**Exercise data**
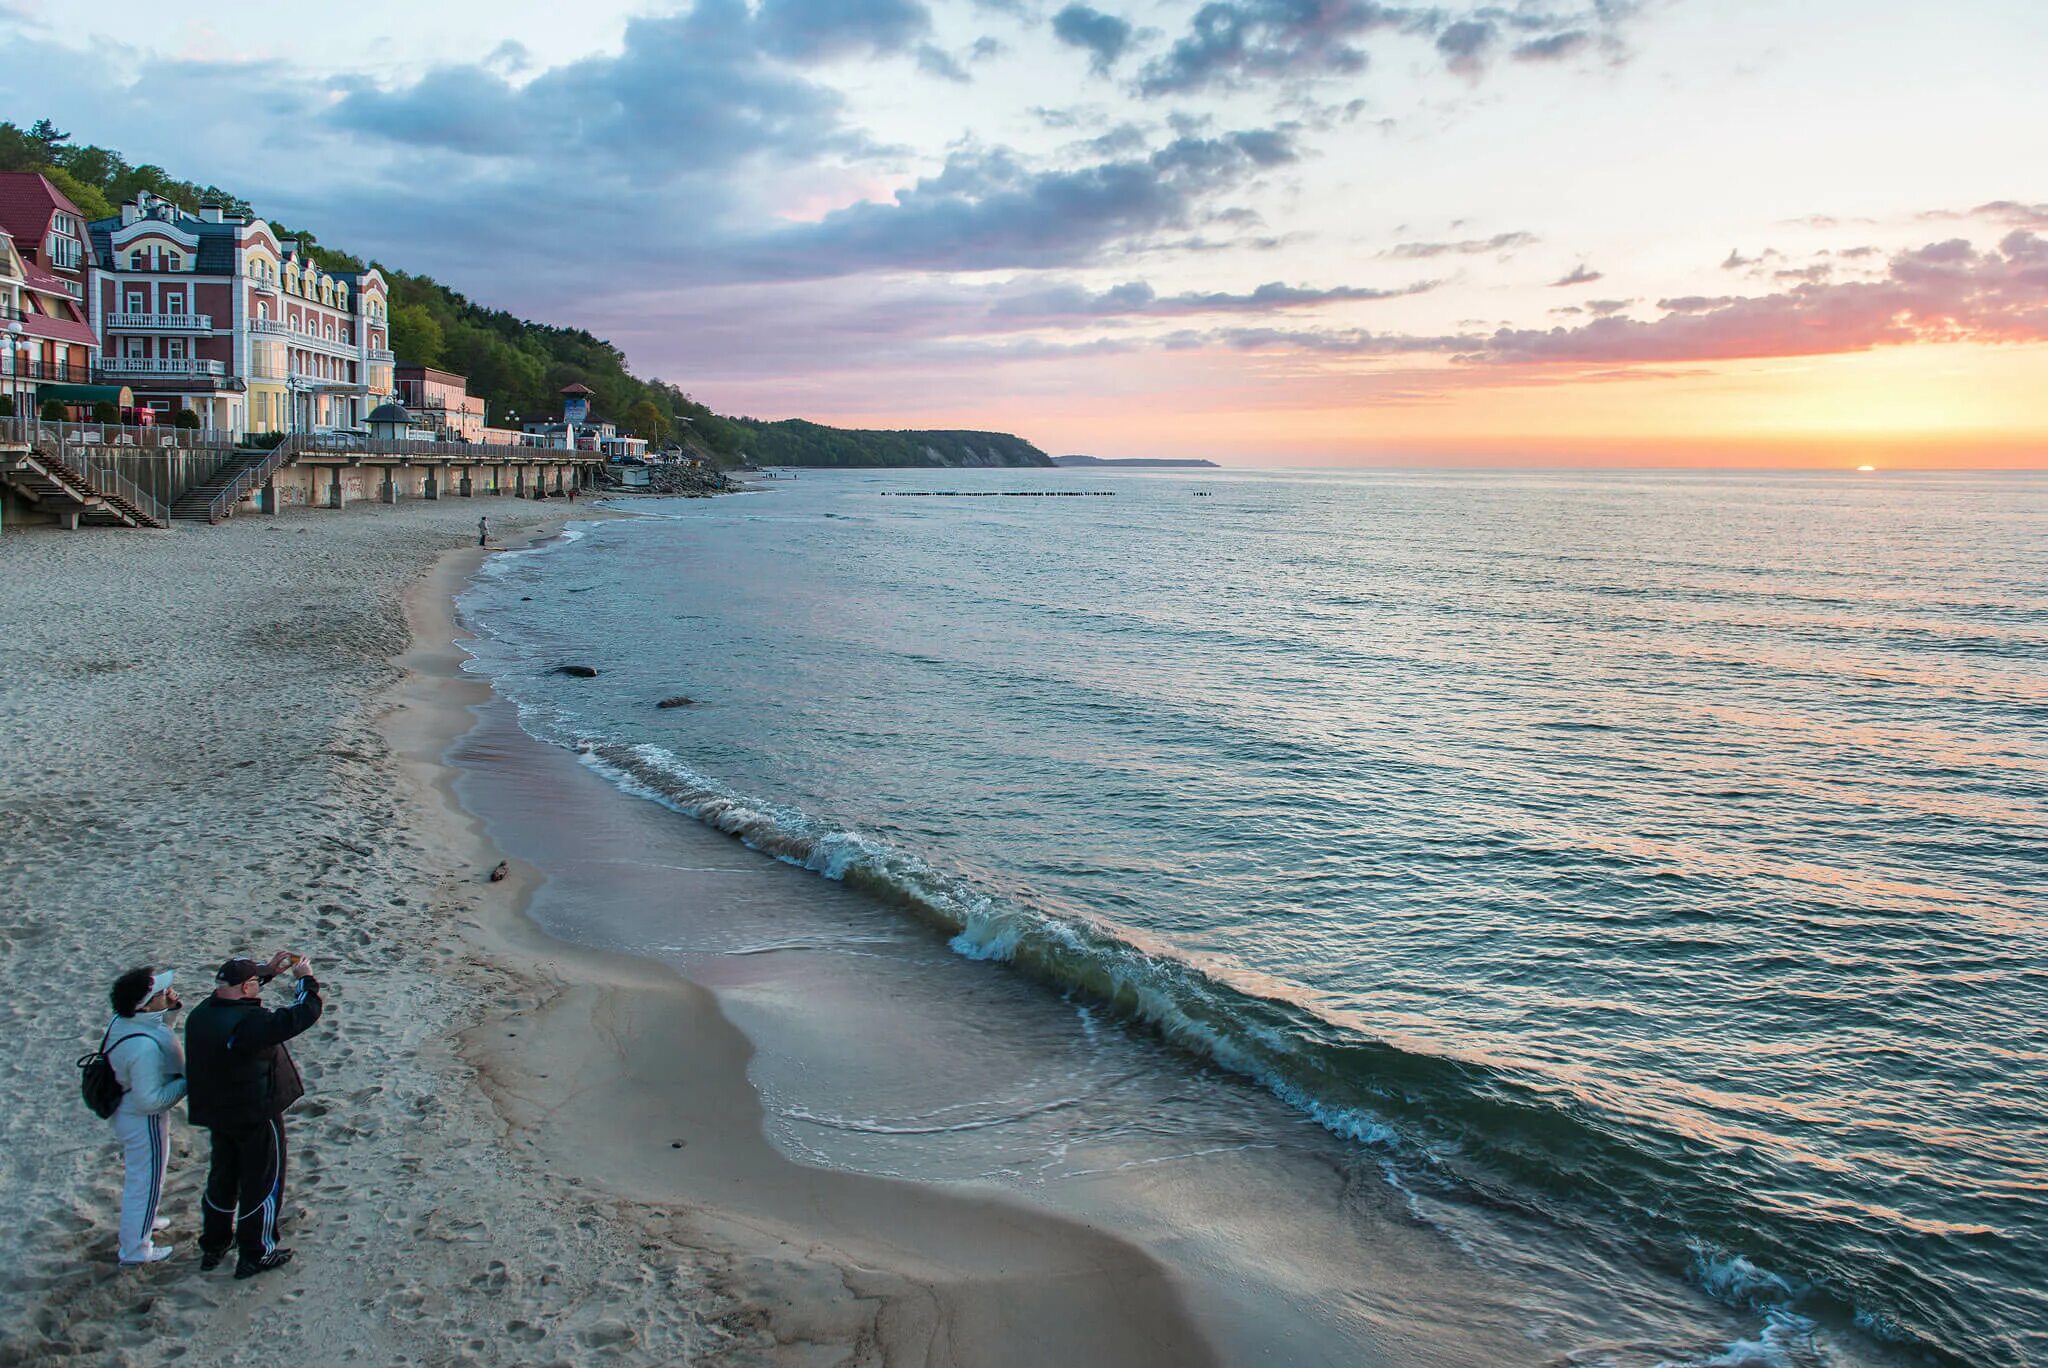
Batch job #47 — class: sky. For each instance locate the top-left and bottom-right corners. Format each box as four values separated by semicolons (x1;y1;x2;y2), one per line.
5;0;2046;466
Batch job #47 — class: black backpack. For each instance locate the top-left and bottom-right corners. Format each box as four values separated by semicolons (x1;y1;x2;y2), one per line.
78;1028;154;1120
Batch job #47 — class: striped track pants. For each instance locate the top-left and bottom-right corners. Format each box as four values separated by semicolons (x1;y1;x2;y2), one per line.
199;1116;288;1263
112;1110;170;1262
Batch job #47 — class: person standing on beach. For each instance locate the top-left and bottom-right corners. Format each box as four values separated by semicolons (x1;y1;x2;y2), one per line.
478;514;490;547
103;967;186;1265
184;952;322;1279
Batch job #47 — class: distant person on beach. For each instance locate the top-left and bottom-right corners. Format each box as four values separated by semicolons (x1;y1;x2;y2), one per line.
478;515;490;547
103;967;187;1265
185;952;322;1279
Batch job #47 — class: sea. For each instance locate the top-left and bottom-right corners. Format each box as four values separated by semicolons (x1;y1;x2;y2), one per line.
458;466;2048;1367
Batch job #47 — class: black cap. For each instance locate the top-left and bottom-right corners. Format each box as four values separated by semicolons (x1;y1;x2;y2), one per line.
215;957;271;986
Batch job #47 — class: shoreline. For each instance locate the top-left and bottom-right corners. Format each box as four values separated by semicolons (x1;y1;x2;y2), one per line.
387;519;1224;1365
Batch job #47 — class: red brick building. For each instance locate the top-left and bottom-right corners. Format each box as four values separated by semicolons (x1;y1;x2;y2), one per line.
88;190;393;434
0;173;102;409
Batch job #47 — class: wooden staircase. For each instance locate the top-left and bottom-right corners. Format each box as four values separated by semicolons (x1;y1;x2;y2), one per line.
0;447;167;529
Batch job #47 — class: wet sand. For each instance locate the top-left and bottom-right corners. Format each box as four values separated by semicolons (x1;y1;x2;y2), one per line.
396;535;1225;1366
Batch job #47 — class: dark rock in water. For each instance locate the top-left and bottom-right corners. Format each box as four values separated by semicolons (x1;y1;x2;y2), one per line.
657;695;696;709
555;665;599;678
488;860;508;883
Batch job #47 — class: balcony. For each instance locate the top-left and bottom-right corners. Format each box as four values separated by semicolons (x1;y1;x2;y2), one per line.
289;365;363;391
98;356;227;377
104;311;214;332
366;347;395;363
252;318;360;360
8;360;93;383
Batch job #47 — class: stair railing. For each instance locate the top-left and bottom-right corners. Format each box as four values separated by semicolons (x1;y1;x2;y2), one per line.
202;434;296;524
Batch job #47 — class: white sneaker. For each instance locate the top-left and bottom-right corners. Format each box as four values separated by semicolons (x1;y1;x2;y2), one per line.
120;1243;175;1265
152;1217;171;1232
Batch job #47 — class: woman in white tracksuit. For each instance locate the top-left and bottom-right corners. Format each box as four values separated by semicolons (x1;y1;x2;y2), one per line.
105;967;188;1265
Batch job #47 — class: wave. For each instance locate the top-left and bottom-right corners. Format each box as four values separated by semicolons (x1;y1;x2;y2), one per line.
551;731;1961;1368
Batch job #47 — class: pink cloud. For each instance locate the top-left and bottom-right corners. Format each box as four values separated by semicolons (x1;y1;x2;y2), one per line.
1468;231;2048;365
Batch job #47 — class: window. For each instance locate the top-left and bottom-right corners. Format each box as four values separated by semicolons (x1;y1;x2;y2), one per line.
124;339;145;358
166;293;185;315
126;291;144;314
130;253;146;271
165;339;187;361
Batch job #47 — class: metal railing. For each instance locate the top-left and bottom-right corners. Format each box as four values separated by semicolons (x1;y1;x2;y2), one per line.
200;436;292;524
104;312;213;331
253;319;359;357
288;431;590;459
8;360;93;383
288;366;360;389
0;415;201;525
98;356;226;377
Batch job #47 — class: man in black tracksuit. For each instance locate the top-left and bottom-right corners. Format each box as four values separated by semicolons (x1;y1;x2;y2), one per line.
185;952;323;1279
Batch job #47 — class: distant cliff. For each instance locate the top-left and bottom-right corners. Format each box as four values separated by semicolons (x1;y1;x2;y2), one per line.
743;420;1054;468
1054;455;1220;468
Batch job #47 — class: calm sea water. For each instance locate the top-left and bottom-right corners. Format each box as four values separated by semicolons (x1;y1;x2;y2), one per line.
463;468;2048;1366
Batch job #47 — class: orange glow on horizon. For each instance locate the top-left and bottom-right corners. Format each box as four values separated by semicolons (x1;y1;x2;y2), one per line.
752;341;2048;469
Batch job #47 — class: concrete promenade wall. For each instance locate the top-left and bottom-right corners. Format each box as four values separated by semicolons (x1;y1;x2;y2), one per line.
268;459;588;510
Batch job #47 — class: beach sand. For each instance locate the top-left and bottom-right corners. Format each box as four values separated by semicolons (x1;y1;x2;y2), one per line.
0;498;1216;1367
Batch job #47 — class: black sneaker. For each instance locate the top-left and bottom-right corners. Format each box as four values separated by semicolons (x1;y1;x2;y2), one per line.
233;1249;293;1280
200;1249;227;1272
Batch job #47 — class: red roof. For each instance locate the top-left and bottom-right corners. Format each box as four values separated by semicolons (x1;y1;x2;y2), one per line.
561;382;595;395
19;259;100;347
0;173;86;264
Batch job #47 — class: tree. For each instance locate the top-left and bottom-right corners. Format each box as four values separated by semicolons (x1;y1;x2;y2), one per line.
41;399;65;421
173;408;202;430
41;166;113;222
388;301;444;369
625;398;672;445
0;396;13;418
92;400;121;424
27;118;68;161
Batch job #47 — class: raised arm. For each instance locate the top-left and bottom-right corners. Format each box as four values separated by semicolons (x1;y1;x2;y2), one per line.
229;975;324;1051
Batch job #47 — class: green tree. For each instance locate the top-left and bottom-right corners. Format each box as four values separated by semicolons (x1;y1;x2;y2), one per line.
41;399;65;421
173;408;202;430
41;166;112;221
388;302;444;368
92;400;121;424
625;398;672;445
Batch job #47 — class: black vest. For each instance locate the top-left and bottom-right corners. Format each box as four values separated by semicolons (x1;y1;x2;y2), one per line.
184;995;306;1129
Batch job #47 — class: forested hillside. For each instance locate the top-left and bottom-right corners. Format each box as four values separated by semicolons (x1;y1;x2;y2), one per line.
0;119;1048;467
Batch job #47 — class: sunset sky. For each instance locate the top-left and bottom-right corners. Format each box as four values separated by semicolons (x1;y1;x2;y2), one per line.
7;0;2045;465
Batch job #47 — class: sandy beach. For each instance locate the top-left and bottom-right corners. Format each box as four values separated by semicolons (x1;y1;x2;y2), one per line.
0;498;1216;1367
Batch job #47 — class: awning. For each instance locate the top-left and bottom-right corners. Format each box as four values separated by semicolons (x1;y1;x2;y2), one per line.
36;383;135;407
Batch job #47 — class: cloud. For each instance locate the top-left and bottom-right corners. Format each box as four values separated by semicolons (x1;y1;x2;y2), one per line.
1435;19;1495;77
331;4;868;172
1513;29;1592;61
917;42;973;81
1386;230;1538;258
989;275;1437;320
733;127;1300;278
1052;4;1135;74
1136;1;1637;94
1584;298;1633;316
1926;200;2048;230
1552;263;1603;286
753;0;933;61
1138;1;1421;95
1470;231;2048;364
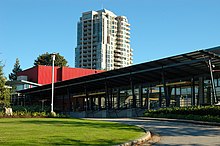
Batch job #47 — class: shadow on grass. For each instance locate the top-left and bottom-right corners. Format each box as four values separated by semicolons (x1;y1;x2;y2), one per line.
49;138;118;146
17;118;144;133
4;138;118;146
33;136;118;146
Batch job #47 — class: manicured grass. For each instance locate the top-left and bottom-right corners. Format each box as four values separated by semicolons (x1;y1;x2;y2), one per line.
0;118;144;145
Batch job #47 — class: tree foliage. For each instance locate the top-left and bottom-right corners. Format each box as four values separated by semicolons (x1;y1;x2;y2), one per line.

**Your goal**
Only the lines from the line with "Batch job #47 — class: cloud." to the bottom of the material above should be reproduced, exactly and without pictures.

**Expected answer**
Batch job #47 — class: cloud. For each instance locate the top-left and bottom-right corners. Format each box as four values separated by semicolons (x1;y1;x2;y2), one per line.
1435;19;1495;77
331;4;868;172
1513;29;1592;61
917;42;973;81
1386;230;1538;258
989;275;1437;320
733;127;1300;278
1052;4;1135;74
1136;1;1637;94
1584;298;1633;316
1926;200;2048;230
1552;263;1603;286
753;0;933;61
1138;1;1421;95
1470;231;2048;364
Batch job #47 — class: shadow on grass. For each instance locate the top-left and bottom-right corners. Format each box as four values separated by semicolons (x1;y1;x2;y2), one per line.
49;138;118;146
17;118;144;133
4;138;118;146
33;136;118;146
Batch job #47 — class: manicured grass. For each instance locate the top-left and bottom-right corners. Format each box as four values separated by semicolons (x1;y1;x2;y2), one per line.
0;118;144;145
Batch job #47 — class: tree foliage. For each instance locate the top-left and bottom-right corners. Format each box as four values separated by semicolons (x1;y1;x2;y2), one per line.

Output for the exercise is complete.